Records from a data source
------------------------------------
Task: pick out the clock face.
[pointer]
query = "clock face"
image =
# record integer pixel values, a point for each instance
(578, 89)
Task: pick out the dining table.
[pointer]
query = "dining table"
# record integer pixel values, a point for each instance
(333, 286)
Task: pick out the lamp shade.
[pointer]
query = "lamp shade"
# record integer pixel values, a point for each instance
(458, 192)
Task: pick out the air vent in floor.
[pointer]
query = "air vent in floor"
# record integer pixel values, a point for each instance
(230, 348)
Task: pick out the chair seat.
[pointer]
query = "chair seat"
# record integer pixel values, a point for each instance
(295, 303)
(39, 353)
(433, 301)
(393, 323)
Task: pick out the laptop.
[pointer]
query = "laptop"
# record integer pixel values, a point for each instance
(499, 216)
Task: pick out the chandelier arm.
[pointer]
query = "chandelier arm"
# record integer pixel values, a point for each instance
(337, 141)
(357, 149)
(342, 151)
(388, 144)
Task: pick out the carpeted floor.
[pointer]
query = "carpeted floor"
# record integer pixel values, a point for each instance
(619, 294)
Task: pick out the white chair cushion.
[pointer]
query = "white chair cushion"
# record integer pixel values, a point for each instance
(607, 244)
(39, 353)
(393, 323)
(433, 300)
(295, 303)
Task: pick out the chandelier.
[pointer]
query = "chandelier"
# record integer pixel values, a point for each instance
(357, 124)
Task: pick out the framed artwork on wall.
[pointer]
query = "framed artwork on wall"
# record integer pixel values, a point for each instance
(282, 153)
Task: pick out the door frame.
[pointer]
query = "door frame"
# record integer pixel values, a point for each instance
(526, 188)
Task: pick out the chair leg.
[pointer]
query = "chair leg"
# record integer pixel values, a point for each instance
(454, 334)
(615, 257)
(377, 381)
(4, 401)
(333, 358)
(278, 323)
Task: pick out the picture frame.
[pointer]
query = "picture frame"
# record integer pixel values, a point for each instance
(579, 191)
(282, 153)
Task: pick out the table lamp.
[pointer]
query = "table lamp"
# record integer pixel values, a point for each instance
------------------------------------
• **WORK TO COMPLETE**:
Among the lines above, please find those with "artwork" and copy them.

• **RESPONSE AREA**:
Task: pick out the framed artwork on wall.
query = "framed artwork on wall"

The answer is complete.